◆ **PROBLEM TO SOLVE**
Arrange the lines of the material below as a numbered list with blank lines omitted, starting at the line that contains "Locate the plaid" and ending at the last line of the material.

◇ ◇ ◇

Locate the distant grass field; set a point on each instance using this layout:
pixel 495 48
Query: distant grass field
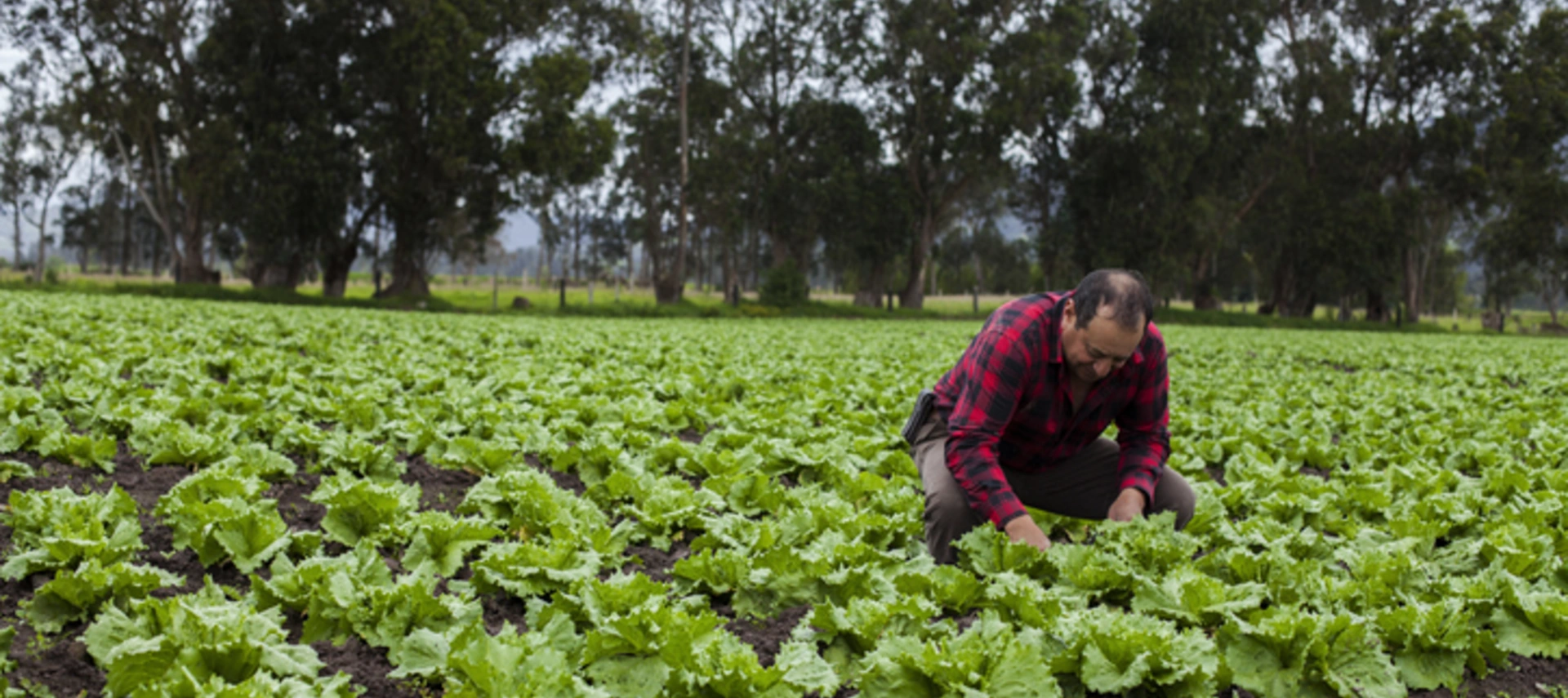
pixel 479 294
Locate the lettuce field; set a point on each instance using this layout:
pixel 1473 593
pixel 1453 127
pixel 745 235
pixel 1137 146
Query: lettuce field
pixel 253 500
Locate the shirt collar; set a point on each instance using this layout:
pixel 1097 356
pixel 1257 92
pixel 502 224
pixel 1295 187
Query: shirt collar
pixel 1054 328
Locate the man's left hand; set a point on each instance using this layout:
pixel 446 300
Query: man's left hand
pixel 1128 505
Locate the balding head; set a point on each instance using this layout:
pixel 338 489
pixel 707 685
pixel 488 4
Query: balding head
pixel 1118 296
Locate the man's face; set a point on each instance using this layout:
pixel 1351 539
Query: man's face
pixel 1099 349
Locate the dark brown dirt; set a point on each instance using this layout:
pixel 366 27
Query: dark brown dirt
pixel 187 565
pixel 1217 474
pixel 768 634
pixel 439 488
pixel 1518 681
pixel 298 512
pixel 63 667
pixel 368 667
pixel 961 620
pixel 656 563
pixel 143 487
pixel 504 609
pixel 565 480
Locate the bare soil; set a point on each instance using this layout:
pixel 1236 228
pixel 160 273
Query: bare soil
pixel 656 563
pixel 565 480
pixel 368 667
pixel 439 488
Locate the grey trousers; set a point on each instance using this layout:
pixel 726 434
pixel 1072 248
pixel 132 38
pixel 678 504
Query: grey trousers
pixel 1082 487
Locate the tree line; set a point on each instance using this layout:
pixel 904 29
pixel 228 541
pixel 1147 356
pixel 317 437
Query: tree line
pixel 1290 153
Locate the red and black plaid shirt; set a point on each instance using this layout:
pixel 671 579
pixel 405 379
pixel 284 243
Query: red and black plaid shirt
pixel 1009 405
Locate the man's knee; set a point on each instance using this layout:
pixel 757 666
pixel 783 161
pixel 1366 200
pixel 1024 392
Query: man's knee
pixel 1175 495
pixel 947 518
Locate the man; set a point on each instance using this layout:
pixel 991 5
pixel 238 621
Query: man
pixel 1019 419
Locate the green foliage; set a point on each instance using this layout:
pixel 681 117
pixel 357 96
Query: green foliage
pixel 221 517
pixel 1379 531
pixel 60 529
pixel 76 595
pixel 364 509
pixel 203 645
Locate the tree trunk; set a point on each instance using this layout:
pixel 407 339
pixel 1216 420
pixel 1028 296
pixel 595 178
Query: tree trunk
pixel 874 286
pixel 334 267
pixel 915 289
pixel 731 272
pixel 676 281
pixel 16 236
pixel 42 225
pixel 194 269
pixel 1377 308
pixel 408 264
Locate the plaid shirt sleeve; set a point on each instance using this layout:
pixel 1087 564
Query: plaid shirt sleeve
pixel 990 388
pixel 1142 425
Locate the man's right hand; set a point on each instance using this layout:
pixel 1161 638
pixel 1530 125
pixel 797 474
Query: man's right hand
pixel 1024 529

◇ ◇ ◇

◆ **ANSWER TO THIS PROBLEM**
1. Locate the plaid shirt sleeve; set a point on each instance using this layout:
2. pixel 1087 564
3. Query: plaid shirt sleeve
4. pixel 990 388
5. pixel 1142 425
6. Locate the man's right hand; set a point on each instance using this layout:
7. pixel 1161 638
8. pixel 1530 125
9. pixel 797 474
10. Query: man's right hand
11. pixel 1024 529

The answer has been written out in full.